_About this exercise_
Only what runs from the line with "Where can the penguin" to the final line of the records below should be given again, word for word.

= = = = = = =

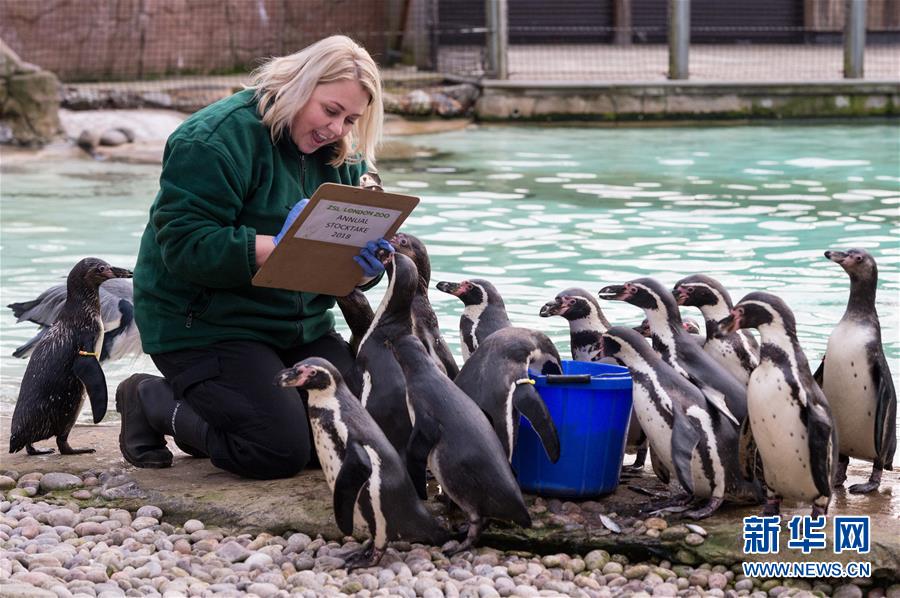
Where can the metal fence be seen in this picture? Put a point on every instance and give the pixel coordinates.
(418, 42)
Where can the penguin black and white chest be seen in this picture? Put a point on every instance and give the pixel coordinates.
(121, 336)
(738, 352)
(694, 441)
(64, 365)
(363, 470)
(856, 378)
(453, 436)
(790, 423)
(587, 323)
(383, 389)
(496, 378)
(484, 314)
(425, 322)
(680, 349)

= = = = = = =

_Solution_
Where can the penguin black and white chest be seen in this picture? Put a point on every instance and give the pixel coordinates.
(121, 336)
(738, 352)
(694, 441)
(64, 365)
(363, 470)
(856, 378)
(453, 436)
(790, 423)
(587, 323)
(383, 389)
(496, 378)
(484, 314)
(425, 322)
(680, 349)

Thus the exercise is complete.